▸ Exercise text:
--- START ---
Periodic Reporting for period 1 - SolarPlas (Solar powered atmospheric plasma system for the treatment of contaminated wastewater)
Reporting period: 2023-07-01 to 2025-06-30
Context and Overall Objectives of the Project
The SolarPlas project addresses a critical global challenge: the safe and sustainable treatment of hazardous and complex wastewater streams, specifically hospital wastewater (HWW) and landfill leachate (LFL). These wastewaters are not only high in organic load but also contain persistent and emerging contaminants (ECs), including pharmaceuticals, personal care products, and industrial chemicals, which conventional treatment methods fail to adequately remove. Their discharge into natural ecosystems poses serious risks to human health and biodiversity, with potential long-term environmental and socio-economic implications.
Current solutions are often energy-intensive, expensive, and reliant on chemical additives, making them unsuitable for decentralized or resource-constrained settings. There is an urgent need for innovative, low-carbon technologies that can effectively degrade a wide range of pollutants, meet regulatory standards, and align with circular economy principles and the EU’s Green Deal objectives.
--- END ---
▸ Data listing:
--- START ---
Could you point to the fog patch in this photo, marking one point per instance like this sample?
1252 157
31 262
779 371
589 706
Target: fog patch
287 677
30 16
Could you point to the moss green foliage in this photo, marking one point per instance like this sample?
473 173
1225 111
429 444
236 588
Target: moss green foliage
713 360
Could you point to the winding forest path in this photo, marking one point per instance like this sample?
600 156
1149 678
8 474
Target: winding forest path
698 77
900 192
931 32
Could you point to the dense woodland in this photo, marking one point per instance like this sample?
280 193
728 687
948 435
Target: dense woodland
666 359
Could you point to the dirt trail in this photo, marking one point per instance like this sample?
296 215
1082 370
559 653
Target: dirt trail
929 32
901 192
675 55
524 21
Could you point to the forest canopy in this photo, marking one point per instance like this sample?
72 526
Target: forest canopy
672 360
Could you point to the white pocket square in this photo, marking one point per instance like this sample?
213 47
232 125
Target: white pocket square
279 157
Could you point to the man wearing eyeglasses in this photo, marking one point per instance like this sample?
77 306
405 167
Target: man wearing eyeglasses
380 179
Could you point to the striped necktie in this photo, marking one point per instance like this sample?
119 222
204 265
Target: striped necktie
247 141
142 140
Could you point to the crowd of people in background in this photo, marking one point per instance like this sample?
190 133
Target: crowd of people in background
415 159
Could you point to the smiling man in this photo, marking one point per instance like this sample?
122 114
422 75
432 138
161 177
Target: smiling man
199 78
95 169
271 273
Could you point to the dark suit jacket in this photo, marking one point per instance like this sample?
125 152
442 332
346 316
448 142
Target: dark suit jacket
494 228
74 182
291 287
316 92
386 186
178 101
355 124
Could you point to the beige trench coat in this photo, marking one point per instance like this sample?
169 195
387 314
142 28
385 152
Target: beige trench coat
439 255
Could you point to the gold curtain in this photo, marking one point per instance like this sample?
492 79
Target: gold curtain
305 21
--- END ---
▸ Exercise details:
Reproduce the SolarPlas report in full, word for word. None of the data above is used here.

▸ Written solution:
Periodic Reporting for period 1 - SolarPlas (Solar powered atmospheric plasma system for the treatment of contaminated wastewater)
Reporting period: 2023-07-01 to 2025-06-30
Context and Overall Objectives of the Project
The SolarPlas project addresses a critical global challenge: the safe and sustainable treatment of hazardous and complex wastewater streams, specifically hospital wastewater (HWW) and landfill leachate (LFL). These wastewaters are not only high in organic load but also contain persistent and emerging contaminants (ECs), including pharmaceuticals, personal care products, and industrial chemicals, which conventional treatment methods fail to adequately remove. Their discharge into natural ecosystems poses serious risks to human health and biodiversity, with potential long-term environmental and socio-economic implications.
Current solutions are often energy-intensive, expensive, and reliant on chemical additives, making them unsuitable for decentralized or resource-constrained settings. There is an urgent need for innovative, low-carbon technologies that can effectively degrade a wide range of pollutants, meet regulatory standards, and align with circular economy principles and the EU’s Green Deal objectives.